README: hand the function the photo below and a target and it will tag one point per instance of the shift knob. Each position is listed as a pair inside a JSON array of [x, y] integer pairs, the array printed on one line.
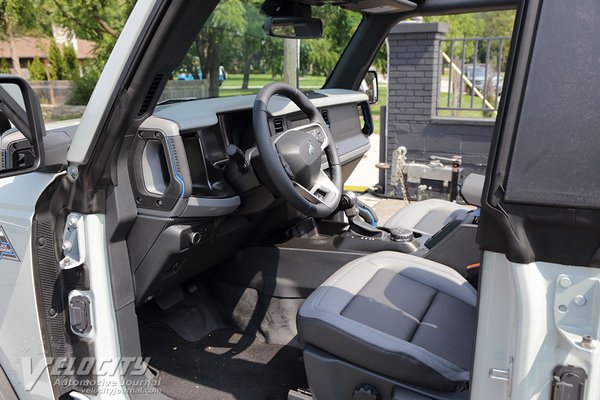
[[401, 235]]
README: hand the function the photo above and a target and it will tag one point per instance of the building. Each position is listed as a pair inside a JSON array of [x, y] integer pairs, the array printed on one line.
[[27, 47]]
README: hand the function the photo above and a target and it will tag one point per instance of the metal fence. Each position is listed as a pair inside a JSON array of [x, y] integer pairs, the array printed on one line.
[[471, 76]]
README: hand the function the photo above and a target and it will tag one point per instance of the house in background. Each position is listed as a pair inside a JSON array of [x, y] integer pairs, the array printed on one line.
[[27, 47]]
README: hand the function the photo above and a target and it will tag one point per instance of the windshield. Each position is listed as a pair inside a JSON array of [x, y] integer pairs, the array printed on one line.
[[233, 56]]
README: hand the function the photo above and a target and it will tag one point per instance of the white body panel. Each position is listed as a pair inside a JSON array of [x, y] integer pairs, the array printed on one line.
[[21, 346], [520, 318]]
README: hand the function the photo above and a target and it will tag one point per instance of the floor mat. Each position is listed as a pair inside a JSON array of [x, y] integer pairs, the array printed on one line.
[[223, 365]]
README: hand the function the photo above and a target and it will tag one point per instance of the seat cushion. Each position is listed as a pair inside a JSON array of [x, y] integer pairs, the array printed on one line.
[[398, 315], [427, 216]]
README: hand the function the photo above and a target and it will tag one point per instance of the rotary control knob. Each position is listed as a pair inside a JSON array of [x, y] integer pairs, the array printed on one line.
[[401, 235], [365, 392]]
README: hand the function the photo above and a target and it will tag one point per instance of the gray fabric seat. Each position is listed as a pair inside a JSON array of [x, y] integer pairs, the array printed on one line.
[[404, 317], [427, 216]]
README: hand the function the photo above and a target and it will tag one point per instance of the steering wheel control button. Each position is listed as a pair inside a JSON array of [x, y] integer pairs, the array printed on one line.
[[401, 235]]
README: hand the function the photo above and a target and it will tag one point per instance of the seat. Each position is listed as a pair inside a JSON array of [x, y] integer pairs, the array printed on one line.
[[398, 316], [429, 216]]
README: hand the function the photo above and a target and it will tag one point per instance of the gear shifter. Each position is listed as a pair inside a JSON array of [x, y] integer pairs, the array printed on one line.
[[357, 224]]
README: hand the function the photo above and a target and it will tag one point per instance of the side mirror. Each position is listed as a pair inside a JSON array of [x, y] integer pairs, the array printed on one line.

■ **Aim of the exercise**:
Find the line containing "of the white", then output it and every line after it to the end of the data, exactly.

■ **Correct answer**:
README: hand the function the photo above and a target and it will tag one point per instance of the white body panel. Each position is listed as a pair inside a JSON array of [x, y] integer pairs, the array printed on one line.
[[21, 346], [520, 318]]
README: hand the function the photo above and a target and it will tag one point per instance of the floor mat. Each position is listed as a pair inside a JSON array of [x, y] integer pairs, the array printed on one line.
[[223, 365]]
README: hand the function the photo above and a target and it will tag one point per instance of the seat cushion. Each position is listed as a pair inside a JSON array of [x, y] integer pairs, the array printed on one line.
[[398, 315], [427, 216]]
README: hand the function the photo above and a target and it will tag one point per instance of the rotary control knob. Each position is listed as a pair inside a JSON array of [x, y] integer pairs, the array printed on one line.
[[401, 235], [365, 392]]
README: hand the function the photo above and a target and it will tag one point per instance of the gray fabric seat. Each position is listed as a pair inside a JSON array of [x, y] integer pairs, the array printed on one line.
[[404, 317], [427, 216]]
README: hand the function the photo above and a target and it will tag one point per instance of the steering wheel control button. Each position is listed as a pair inside a JSON array of [x, y] integer pairs, the array printed on one line.
[[401, 235]]
README: hand the function the photo above and a target and it will tag one point per instance of the seat. Each position is listed as a pair inside a JSON array of [x, y] integer pairs, the array printed on one line.
[[398, 316], [429, 216]]
README: hand the function the photo above and a target and it will tag one point per instance of the gear shifter. Each position is listed as a pair inside a JSON array of [x, y] integer pairs, the array printed on one line.
[[357, 224]]
README: hand the function the photo above and a target and it will tag one point per instance of the side mirror. Each position is listed as a pair inside a JSON array of [x, y] integer pairs, the array printed on one line.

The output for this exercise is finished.